● WHAT NEEDS TO BE DONE:
Your task is to transcribe the entries below exactly, beginning with the line containing "Expected behaviour: for every instance of the waist" and ending with the final line, and to add nothing else.

----- RECORDS PROVIDED -----

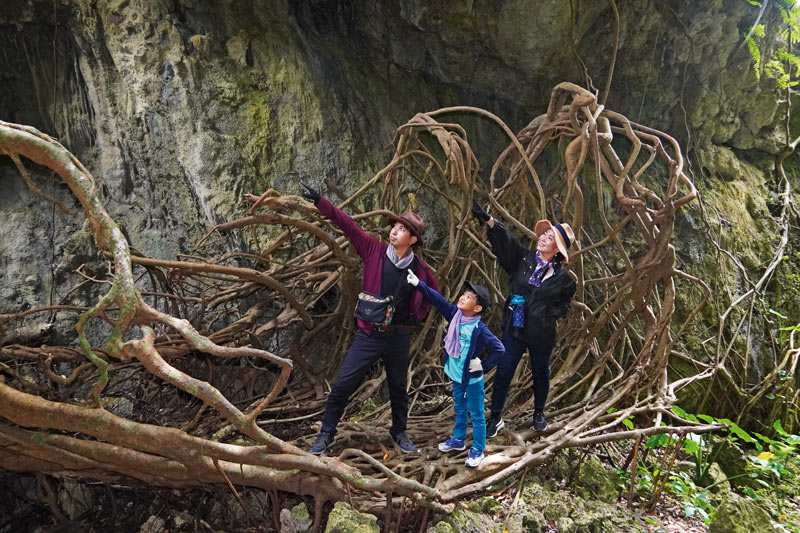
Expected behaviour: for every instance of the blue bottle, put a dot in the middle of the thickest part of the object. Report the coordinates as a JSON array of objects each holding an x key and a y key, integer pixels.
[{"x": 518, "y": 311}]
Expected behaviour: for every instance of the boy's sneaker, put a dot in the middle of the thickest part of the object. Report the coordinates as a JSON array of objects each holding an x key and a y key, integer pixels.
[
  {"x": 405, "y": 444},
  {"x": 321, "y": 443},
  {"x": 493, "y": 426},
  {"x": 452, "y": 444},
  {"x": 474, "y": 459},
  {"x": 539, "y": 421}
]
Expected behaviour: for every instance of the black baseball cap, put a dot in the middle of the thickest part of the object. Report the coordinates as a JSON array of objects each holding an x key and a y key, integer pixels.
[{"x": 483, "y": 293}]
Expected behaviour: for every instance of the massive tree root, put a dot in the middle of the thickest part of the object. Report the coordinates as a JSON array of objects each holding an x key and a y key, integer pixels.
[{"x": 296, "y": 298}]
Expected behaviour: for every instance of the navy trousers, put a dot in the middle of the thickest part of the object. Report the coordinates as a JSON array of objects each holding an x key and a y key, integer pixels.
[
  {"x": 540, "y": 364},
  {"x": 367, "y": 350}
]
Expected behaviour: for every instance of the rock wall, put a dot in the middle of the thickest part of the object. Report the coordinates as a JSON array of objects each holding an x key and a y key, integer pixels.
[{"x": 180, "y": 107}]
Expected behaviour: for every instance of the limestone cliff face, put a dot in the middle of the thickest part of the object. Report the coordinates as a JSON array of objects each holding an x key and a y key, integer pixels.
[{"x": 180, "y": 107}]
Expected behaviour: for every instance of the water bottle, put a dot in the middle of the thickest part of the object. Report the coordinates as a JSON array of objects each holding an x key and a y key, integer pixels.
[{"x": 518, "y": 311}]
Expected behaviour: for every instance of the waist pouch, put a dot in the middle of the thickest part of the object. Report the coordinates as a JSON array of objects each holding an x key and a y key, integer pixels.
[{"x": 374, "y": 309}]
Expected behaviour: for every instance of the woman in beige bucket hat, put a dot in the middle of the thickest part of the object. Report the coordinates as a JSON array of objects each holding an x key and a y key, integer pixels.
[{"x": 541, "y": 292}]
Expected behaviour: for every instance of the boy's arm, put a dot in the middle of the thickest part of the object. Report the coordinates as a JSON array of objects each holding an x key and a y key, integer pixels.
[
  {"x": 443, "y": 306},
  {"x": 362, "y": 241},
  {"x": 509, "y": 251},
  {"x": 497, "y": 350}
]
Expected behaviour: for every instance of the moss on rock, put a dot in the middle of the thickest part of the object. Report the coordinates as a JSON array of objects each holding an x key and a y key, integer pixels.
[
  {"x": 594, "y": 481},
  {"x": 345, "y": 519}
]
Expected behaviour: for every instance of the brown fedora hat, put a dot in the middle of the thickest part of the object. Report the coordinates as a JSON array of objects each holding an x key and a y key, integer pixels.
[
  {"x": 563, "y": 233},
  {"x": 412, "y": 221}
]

-----

● ANSWER:
Expected behaviour: for every instance of the waist pouch, put a dot in the middle of the thickest part of the object. Report the coordinates as a JSON array of objects each holding an x key and a y key, integer pixels.
[{"x": 374, "y": 309}]
Expected behaviour: for every instance of the woman in beige bucket hat, put a dot in the middle of the thickest part of the object. Report the coordinates as a JSON array of objects each holding an x key and a y key, integer pixels.
[{"x": 541, "y": 292}]
Expected behaviour: for every instance of the boy's arm, put a dot in the middle of the thickest part of the object. Report the coordinates as a JSON array of objects each holding an x key and a y key, integer pixels.
[
  {"x": 443, "y": 306},
  {"x": 362, "y": 241},
  {"x": 509, "y": 251},
  {"x": 497, "y": 350}
]
Expected behaviour: for every instance of the moss on rock, put a dot in the middle of the thickest part of the object. Report the coordinates as a JSON array of objects each holding an x key and a y key, integer pixels.
[
  {"x": 594, "y": 481},
  {"x": 345, "y": 519}
]
Expected behaviour: for every instance of the brown fedora hat, put a dot in the middle of the thickest part of the object. Report the coordinates as a JSON array of objects each holding an x key and a y key, integer pixels.
[
  {"x": 563, "y": 233},
  {"x": 412, "y": 221}
]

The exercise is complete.